> **Job**
Rewrite each of the items below, replacing "outline" with "contour" and leaving everything else unchanged. Omit the pictures from your answer.

> **Items**
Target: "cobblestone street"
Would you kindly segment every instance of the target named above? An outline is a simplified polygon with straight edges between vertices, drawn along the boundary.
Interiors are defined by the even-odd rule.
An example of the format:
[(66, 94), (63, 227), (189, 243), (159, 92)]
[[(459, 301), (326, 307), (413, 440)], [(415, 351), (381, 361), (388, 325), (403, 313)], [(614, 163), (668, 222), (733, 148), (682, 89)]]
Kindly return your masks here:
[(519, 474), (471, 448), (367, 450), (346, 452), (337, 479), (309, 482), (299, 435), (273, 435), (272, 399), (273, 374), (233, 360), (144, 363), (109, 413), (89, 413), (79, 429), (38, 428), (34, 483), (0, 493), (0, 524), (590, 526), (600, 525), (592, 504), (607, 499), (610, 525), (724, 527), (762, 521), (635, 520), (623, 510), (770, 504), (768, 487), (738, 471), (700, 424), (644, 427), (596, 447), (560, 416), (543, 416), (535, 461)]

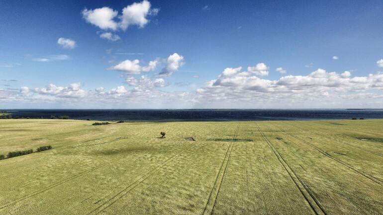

> **Response to this task**
Target: "cobblestone street"
Would you kindly segment every instance of the target named above? An contour is a simplified polygon with straight edges between vertices, drawn along the boundary.
Interiors are defined by the even-odd rule.
An example of the format:
[(66, 94), (63, 227), (189, 243), (159, 92)]
[[(459, 301), (326, 307), (413, 440)], [(415, 351), (381, 361), (388, 325), (403, 313)], [(614, 163), (668, 222), (733, 148), (682, 89)]]
Kindly return your masks here:
[(519, 474), (471, 448), (367, 450), (346, 452), (337, 479), (309, 482), (299, 435), (273, 435), (272, 399), (273, 374), (233, 360), (144, 363), (109, 413), (89, 413), (79, 429), (38, 428), (34, 483), (0, 493), (0, 524), (590, 526), (600, 525), (592, 504), (607, 499), (610, 525), (724, 527), (762, 521), (635, 520), (623, 510), (770, 504), (768, 487), (738, 471), (700, 424), (644, 427), (596, 447), (560, 416), (543, 416), (535, 461)]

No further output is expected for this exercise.